### What to work on
a – According to the Midnight Movie review, in what year was The Dark Backward released?
b – Write out the part of the Midnight Movie review that opens with the words containing "Briefly playing in" and closes with "sanitarium is massacred.".

### Passage for review
--------------------
Monday, November 10, 2008

Midnight Movie


Briefly playing in a late night engagement before moving to the eternal netherworld of DVD comes Midnight Movie. MM hit me with a double assault of celluloid. It was confusing me and boring me at the same time. At the beginning a mental patient is allowed to see a horror film he once directed against the concerns of one of the doctors. Naturally events go ballistic as the entire sanitarium is massacred.
Years later The Dark Beneath is booked into a movie theater. The main characters consist of two pairs of youngsters who look and overact cute. Aside from them the theater audience consists of a horror film geek, a biker and his chick, a detective who's been warned to stay away from the movie, along with the doctor from the beginning, and stir in a couple of nerdy employees also teens. As Dark Beneath, which itself is a black-and-white evocation of low budget 60s/70s horror films, unwinds various members of the aud start to die when the wander off to the bathroom or go to another part of the theater. Then we see the killer dragging them down the hall in the movie within the movie. Get it, the director was not a victim but the sanitarium killer and now his soul inhabits the film and turns the theater into his own personal version of hell.
Wes Craven could do this sort of twist with verve in a film like Shocker (where the killer was in the electricity after his was executed). Midnight Movie inhabits a circle of hades below B-grade genre crunchers. The film within a film brought to mind The Dark Backward a 1991 Adam Rifkin movie although the glint of humor never glistens in Midnight Movie. While the lighting never contributes any terror the sound design is nothing but loud grinding noises (the killer sharpening his unique twisted metal killing device) that annoy more than scare. None of the actors stand out although a few, like the biker, are stereotypically cast.
Even with its modest budget a film like Midnight Movie enjoys a certain half life on disc due to the popularity of the horror genre. The filmmakers have obviously watched a lot of these types of movies, but Midnight Movie doesn't deserve cult status.
--------------------
### Data shown
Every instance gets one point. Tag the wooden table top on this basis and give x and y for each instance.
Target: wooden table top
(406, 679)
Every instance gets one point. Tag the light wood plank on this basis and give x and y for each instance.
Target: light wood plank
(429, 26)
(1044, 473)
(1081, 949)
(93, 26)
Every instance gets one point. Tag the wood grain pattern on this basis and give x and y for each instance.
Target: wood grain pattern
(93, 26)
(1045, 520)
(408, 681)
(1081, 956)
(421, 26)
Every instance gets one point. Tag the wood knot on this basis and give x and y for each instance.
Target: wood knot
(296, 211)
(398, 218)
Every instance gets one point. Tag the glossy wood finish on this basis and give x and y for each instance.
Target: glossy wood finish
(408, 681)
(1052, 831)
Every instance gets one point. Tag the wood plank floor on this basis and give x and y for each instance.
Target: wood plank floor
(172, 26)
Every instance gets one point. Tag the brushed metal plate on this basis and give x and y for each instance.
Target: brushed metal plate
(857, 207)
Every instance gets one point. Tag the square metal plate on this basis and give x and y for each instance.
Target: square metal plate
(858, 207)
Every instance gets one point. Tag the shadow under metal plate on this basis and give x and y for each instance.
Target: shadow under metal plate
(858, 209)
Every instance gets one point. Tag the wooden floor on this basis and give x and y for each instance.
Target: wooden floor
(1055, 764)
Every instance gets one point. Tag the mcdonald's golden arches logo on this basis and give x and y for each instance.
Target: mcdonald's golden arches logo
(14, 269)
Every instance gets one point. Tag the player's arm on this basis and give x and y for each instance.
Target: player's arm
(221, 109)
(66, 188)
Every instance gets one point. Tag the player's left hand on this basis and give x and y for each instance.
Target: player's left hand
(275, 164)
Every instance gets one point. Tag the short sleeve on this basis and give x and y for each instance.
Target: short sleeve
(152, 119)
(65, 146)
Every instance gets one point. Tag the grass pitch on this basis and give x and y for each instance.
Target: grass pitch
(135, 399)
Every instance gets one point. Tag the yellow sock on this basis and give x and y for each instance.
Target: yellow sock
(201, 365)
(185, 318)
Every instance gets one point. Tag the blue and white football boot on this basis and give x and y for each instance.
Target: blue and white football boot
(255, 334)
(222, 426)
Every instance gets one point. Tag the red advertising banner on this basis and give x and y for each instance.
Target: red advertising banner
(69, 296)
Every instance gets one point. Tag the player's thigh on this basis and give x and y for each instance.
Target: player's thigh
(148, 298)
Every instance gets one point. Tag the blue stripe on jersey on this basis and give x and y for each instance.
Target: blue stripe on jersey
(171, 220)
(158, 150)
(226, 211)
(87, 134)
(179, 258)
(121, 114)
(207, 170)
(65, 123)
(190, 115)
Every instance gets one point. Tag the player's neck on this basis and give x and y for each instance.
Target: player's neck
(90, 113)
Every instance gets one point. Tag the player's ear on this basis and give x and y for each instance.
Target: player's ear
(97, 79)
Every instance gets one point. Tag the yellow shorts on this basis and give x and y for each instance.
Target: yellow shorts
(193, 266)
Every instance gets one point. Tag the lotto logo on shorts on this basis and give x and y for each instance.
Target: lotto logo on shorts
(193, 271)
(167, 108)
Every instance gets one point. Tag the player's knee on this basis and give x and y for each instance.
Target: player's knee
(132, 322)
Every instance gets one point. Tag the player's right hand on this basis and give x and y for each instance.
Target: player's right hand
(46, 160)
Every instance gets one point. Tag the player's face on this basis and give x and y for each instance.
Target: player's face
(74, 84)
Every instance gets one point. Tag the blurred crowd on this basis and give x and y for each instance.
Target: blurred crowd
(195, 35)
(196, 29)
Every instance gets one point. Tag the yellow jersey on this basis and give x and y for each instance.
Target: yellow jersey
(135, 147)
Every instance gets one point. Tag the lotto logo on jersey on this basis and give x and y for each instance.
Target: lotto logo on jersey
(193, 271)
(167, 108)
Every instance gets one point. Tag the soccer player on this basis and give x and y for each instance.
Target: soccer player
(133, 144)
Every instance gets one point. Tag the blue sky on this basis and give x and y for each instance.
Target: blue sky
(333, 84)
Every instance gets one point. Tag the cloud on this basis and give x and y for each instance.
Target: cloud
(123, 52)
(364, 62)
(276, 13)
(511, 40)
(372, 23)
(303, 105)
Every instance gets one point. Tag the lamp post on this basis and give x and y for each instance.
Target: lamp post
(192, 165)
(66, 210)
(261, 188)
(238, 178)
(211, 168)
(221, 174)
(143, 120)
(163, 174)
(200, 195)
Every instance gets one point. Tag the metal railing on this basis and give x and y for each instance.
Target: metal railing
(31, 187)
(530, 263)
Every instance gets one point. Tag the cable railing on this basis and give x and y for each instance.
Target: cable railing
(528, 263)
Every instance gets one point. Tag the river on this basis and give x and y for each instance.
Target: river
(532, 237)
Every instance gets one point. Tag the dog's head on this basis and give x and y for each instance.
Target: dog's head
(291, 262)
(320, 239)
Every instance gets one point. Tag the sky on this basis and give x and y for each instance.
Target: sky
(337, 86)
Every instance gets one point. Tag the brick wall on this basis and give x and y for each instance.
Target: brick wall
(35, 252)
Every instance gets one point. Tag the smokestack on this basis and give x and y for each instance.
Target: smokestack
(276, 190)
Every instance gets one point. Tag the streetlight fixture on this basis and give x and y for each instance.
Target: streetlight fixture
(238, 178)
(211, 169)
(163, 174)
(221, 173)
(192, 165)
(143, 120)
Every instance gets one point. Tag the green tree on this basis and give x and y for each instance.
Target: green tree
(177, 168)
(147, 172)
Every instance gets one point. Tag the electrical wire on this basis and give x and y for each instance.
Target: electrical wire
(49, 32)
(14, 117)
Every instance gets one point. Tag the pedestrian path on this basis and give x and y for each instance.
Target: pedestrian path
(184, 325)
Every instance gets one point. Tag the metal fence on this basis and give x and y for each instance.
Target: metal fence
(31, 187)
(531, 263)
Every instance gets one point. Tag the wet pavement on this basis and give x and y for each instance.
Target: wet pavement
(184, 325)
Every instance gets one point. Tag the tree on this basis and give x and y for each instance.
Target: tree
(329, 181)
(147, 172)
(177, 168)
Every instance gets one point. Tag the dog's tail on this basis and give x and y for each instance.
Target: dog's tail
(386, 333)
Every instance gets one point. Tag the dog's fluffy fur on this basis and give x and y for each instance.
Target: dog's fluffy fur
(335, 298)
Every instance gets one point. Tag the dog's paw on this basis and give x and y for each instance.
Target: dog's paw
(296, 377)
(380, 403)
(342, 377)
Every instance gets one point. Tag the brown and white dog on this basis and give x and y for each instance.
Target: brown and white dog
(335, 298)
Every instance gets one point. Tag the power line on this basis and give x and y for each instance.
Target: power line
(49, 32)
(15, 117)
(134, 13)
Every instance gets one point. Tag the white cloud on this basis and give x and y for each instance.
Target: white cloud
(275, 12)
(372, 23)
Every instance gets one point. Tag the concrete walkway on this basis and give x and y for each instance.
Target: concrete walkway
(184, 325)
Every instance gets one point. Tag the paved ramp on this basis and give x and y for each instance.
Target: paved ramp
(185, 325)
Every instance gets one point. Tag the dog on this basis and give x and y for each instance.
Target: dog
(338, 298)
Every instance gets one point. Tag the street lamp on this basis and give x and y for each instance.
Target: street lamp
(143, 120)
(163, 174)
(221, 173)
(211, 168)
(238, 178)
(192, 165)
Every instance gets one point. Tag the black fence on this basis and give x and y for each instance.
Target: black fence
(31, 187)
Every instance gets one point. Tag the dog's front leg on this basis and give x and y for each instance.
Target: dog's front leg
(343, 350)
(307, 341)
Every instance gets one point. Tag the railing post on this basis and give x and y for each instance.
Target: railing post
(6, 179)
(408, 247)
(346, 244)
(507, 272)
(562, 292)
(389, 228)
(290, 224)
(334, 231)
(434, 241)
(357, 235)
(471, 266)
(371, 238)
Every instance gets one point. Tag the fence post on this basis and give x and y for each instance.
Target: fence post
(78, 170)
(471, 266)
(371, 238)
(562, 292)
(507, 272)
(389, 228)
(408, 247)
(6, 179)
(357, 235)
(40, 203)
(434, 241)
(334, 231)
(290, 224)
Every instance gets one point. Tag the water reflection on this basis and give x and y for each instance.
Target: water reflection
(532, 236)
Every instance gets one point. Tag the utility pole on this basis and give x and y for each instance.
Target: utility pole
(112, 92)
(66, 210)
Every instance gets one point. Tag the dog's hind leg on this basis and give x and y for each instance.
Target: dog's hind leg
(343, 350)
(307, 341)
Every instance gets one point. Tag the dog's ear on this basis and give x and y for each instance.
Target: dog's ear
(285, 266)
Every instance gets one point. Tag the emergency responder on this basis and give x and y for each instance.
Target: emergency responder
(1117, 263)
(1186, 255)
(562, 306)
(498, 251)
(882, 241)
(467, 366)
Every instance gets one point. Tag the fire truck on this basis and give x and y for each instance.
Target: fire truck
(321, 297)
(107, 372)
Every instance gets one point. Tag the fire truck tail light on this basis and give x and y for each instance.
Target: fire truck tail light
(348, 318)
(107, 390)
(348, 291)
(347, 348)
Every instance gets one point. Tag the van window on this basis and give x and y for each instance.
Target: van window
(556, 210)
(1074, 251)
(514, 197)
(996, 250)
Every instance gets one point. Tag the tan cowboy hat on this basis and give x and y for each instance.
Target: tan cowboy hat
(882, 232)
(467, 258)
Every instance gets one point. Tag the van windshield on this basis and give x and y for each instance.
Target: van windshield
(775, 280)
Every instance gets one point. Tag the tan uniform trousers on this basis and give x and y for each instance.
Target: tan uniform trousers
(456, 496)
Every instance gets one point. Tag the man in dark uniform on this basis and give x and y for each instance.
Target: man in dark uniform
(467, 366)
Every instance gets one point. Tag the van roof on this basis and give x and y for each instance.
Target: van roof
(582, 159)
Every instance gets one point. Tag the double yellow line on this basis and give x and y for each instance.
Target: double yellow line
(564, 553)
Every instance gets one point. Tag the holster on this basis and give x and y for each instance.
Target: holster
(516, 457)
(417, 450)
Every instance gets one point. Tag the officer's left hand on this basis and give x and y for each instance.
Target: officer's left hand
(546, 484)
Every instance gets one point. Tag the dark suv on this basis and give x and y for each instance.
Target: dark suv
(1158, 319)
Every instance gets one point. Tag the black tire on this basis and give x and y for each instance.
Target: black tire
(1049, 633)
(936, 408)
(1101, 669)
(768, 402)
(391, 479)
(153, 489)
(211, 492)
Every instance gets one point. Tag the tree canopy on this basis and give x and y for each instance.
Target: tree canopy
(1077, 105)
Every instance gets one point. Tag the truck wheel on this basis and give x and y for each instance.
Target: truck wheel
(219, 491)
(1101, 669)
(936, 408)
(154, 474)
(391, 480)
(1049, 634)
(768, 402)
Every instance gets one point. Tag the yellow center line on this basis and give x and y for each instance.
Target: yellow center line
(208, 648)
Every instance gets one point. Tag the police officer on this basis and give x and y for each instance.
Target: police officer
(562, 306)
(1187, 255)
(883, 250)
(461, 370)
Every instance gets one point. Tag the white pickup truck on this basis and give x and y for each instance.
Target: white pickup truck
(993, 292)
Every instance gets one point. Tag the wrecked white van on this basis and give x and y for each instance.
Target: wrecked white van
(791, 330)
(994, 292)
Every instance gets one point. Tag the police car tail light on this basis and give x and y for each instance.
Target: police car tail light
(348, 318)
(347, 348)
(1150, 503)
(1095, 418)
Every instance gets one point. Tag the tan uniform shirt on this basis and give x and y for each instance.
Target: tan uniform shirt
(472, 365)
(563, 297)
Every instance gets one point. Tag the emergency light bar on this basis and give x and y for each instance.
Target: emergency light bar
--------------------
### Task-by-task outputs
a – 1991

b –
Briefly playing in a late night engagement before moving to the eternal netherworld of DVD comes Midnight Movie. MM hit me with a double assault of celluloid. It was confusing me and boring me at the same time. At the beginning a mental patient is allowed to see a horror film he once directed against the concerns of one of the doctors. Naturally events go ballistic as the entire sanitarium is massacred.